Stated task –
Please count the lines in the records below that contain the string "road", treating uppercase and lowercase as different, and give only that number.

Exercise data –
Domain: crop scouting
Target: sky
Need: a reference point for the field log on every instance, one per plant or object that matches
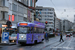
(64, 9)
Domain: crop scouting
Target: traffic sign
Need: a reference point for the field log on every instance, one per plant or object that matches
(5, 36)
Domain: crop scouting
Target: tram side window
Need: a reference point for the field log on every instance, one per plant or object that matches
(28, 29)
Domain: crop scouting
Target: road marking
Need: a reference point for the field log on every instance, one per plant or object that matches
(70, 42)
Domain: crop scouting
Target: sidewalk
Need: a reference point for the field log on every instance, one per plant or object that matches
(7, 44)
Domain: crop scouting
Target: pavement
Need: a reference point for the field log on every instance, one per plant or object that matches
(52, 44)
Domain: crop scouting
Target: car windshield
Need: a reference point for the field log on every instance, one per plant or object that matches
(23, 29)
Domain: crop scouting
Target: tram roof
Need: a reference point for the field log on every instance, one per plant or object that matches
(33, 24)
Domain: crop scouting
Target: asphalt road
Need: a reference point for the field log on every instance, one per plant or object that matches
(52, 44)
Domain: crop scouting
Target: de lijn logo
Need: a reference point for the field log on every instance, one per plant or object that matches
(5, 36)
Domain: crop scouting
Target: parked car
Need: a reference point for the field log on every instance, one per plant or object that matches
(68, 35)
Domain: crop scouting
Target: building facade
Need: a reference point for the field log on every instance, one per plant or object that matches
(20, 9)
(67, 25)
(46, 14)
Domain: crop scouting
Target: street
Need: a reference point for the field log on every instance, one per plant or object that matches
(52, 44)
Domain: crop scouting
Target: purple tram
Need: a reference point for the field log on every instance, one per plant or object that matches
(30, 33)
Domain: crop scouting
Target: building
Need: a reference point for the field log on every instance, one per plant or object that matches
(67, 25)
(58, 24)
(16, 11)
(46, 14)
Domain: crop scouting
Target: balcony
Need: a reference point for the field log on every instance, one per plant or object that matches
(3, 8)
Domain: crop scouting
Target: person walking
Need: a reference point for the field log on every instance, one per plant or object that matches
(46, 35)
(61, 38)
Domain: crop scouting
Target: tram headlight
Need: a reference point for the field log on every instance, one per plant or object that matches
(21, 36)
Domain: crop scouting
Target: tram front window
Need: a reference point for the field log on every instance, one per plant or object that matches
(23, 29)
(10, 31)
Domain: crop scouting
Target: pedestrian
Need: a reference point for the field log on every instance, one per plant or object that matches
(61, 38)
(46, 36)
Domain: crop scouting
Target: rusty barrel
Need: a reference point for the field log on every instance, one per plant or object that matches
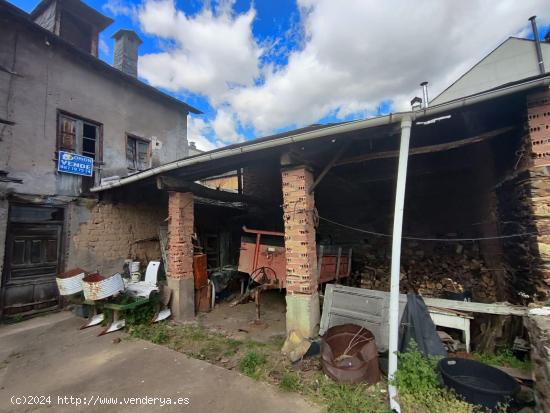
(349, 355)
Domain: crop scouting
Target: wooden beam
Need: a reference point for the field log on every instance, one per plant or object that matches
(471, 307)
(426, 149)
(169, 183)
(327, 168)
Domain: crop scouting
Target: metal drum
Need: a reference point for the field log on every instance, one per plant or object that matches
(97, 287)
(70, 282)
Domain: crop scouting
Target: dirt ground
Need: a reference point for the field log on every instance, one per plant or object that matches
(238, 322)
(50, 356)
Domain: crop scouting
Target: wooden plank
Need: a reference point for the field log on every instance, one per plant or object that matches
(168, 183)
(327, 168)
(468, 306)
(426, 149)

Response –
2